Lines before the one containing "label the wooden" are left out. Retype that line and the rest through the end of the material exactly.

----

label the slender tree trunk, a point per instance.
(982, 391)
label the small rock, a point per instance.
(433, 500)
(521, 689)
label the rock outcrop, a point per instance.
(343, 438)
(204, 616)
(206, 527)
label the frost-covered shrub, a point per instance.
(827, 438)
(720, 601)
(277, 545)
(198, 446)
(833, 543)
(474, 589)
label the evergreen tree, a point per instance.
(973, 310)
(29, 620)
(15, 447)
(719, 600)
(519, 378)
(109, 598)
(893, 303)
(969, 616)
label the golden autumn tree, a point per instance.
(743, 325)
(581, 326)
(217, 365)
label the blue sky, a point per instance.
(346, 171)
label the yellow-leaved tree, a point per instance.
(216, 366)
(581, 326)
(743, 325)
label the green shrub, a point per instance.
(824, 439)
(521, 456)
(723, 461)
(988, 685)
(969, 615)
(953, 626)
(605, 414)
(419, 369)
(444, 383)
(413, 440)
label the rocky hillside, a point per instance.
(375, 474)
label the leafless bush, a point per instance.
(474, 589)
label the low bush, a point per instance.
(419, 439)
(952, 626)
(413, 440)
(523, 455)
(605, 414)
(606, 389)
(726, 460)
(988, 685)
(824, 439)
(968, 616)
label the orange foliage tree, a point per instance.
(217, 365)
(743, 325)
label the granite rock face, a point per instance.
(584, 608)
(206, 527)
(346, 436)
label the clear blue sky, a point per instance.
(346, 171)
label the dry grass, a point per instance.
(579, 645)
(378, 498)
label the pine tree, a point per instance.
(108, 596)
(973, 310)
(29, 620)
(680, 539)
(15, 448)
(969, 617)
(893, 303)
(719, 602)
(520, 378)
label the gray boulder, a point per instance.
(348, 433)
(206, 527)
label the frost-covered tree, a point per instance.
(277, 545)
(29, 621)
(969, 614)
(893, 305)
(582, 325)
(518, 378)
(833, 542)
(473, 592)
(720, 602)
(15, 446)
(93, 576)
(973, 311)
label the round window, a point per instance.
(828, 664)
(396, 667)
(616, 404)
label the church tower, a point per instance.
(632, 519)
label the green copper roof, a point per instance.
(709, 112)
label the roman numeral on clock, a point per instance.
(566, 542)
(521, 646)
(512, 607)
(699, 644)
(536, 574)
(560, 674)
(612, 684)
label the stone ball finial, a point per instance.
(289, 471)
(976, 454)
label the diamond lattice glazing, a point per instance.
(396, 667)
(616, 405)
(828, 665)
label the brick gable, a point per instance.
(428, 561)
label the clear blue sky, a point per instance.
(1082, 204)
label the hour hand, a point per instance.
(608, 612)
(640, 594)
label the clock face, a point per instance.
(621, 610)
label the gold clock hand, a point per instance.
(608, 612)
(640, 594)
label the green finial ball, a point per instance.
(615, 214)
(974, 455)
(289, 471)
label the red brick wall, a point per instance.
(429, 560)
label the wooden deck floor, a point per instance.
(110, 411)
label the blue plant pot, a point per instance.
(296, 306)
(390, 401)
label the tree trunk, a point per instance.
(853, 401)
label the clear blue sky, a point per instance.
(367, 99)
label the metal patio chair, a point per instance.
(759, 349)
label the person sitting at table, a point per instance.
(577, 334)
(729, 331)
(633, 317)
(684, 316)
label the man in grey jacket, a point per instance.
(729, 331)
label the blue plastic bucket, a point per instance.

----

### Your response:
label the wooden deck floor, a point per instance.
(110, 411)
label the blue plant pot, a point per instance.
(296, 306)
(390, 401)
label the tree trunk, a point per instance.
(853, 401)
label the clear blue sky, a point per instance.
(367, 99)
label the metal patio chair, a point per instance.
(759, 349)
label the person sitting at table, a point per instance.
(577, 334)
(729, 331)
(633, 317)
(684, 316)
label the man in grey jacket, a point per instance.
(729, 331)
label the blue plastic bucket, a point per instance.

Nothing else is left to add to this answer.